The Euro-Dollar Rate Spikes after Manufacturing Sector Stabilises but ECB Minutes See Gains Fade

Image © European Union 2018 - European Parliament, Reproduced Under CC Licensing.

- EUR spikes after IHS Markit PMIs point to economic stabilisation.

- French manufacturers return to growth, German industry steadies.

- But the PMI numbers still point to "feeble" growth, economists say.

- And will be unlikely to deter ECB from adding stimulus next month.

- ECB minutes suggest the cavalry is saddling up, weighing on EUR.

The Euro was on its front foot and advancing strongly during early trading Thursday after IHS Markit PMI surveys showed the continent's beleaguered manufacturing sector stabilising in August, but gains were quick to fade after the European Central Bank (ECB) entered the fold. 

Thursday's Eurozone manufacturing PMI came in at 47.0, up from 46.5 previously and ahead of the consensus for a reading of 46.3. This is a two-month high and the largest one-month gain for the index since December 2017.

Gains came after the French manufacturing sector returned to growth this month, with the PMI index rising above the 50.0 no-change threshold to come in at 51.0 on the nose. The German PMI edged up from 43.2 to 43.6, although that number still suggests an ongoing industrial recession.

Surveys of purchasing managers in the services sector returned even more improved results, with both German and French services sectors continuing to expand. Momentum in the Frech sector gathered pace in August and although it wained in Germany, both saw services output growth rather than contract. 

"Small wins should be celebrated. A small uptick in eurozone's August PMIs from 51.5 to 51.8 is somewhat a relief today as analysts had expected a further slide. If nothing else, at least it indicates that the economy is unlikely to have slipped into negative growth halfway through the third quarter," says Bert Colijn, an economist at ING

The French and German economies account for around half of Eurozone output so when figures from one or the other strengthen it tends to bode well for the wider bloc, which has been under pressure in recent months due to damage from the U.S. trade war with China and uncertainty over the Brexit process.

* _Set of tasks_:
1. Decide whether each statement below agrees with the article on the euro and the August PMI surveys. Answer yes or no for each, and quote the words from the article that settle it.
(a) The Eurozone manufacturing PMI came in below the consensus forecast.
(b) The German manufacturing PMI rose from 43.2 to 43.6.
(c) The French manufacturing PMI climbed above the 50.0 no-change threshold.
2. Proceed with the article on the euro and the August PMI surveys, picking up after its last paragraph.

* _Data_:
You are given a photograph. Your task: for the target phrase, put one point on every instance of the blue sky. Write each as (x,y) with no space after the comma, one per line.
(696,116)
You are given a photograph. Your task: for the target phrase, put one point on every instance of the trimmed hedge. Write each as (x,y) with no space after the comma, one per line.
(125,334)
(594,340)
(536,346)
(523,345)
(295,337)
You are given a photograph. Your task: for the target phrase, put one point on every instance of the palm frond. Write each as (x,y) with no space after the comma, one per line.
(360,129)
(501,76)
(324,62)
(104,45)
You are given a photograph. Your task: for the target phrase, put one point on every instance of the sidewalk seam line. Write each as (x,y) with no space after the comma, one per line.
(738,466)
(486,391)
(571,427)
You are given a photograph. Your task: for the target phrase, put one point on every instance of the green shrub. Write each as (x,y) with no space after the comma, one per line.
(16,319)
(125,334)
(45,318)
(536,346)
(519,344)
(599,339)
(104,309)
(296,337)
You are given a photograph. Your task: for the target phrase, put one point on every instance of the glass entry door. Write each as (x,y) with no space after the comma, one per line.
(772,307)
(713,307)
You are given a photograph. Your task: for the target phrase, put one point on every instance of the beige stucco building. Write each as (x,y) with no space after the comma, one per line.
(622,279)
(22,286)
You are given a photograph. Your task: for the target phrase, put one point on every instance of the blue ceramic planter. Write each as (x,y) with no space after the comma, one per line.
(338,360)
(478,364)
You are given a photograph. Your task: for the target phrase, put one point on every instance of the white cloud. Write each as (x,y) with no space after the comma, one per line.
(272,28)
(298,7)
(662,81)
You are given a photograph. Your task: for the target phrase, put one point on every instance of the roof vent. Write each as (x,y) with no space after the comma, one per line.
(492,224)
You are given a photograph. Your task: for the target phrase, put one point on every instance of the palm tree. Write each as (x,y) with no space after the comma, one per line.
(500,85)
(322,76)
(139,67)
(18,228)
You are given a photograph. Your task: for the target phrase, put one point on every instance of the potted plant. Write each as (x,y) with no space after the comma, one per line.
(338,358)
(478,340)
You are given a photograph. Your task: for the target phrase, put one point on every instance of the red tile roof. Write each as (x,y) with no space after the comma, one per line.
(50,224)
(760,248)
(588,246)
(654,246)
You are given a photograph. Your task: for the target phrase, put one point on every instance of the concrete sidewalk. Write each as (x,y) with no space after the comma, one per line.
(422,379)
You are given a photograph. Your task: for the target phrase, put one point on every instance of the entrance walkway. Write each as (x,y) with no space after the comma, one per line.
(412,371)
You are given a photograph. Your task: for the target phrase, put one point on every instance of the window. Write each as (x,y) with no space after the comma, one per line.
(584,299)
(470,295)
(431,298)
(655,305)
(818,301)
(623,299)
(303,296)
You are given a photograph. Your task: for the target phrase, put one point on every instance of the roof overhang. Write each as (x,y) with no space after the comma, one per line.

* _Answers for this exercise_:
1.
(a) No: "came in at 47.0, up from 46.5 previously and ahead of the consensus for a reading of 46.3"
(b) Yes: "The German PMI edged up from 43.2 to 43.6"
(c) Yes: "with the PMI index rising above the 50.0 no-change threshold to come in at 51.0 on the nose"

2.
Europe's single currency spiked in response to the figures, which suggest the Eurozone downturn moderated this month. But economists say they still leave the bloc growing at a "feeble" pace and are unlikely to deter the European Central Bank from providing stimulus to the economy next month. Minutes from the ECB's July policy meeting subsequently confirmed as much on Thursday, leading the Euro's gains to quickly melt away.

"The small rise in the euro-zone Composite PMI in August still leaves it consistent with feeble GDP growth this quarter," says Melanie Debono at Capital Economics. "We still expect the ECB to cut its deposit rate by 10bps in September and to announce a fresh round of QE in October, but the chance that it will announce both measures in September has risen."

Above: Euro-to-Dollar rate shown at hourly intervals, alongside EUR/GBP rate (orange line, left axis).

"The rebound in the Euro-area PMIs was mildly positive news, but the details remain worrying. The Euro-area economy is too weak to generate meaningful inflation pressures, which means the ECB needs to do more," says Jan von Gerich, an economist at Nordea Markets. 

Expectations of monetary support from the ECB have mounted in recent months as the outlook for the Eurozone economy has gotten "worse and worse", in the words of ECB president Mario Draghi, which is undermining an already-insufficient inflation pulse across the block.

The ECB needs inflation to be at the target of "close to, but below 2%", although the core consumer price index has not been above 1.3% at all since the bank began its quantitative easing program in 2015. Headline inflation has been stuck below the ECB’s 2% target ever since November 2018 when oil prices began reversing earlier gains.

And if not for volatility in oil prices, the headline rate might not have seen the target level for a number of years. Meanwhile, Eurozone GDP growth fell from 0.4% to 0.2% in the second quarter, while the German economy contracted for a second time inside the last year.  

"We are inclined to believe that the ECB will double-down with both rate cuts and more QE next month, a forecast that is supported by recent comments from ECB officials," says Claus Vistesen, chief Eurozone economist at Pantheon Macroeconomics.

Changes in rates are normally only made in response to movements in inflation, which is sensitive to GDP growth, but impact currencies because capital flows tend to move in the direction of the most advantageous or improving returns.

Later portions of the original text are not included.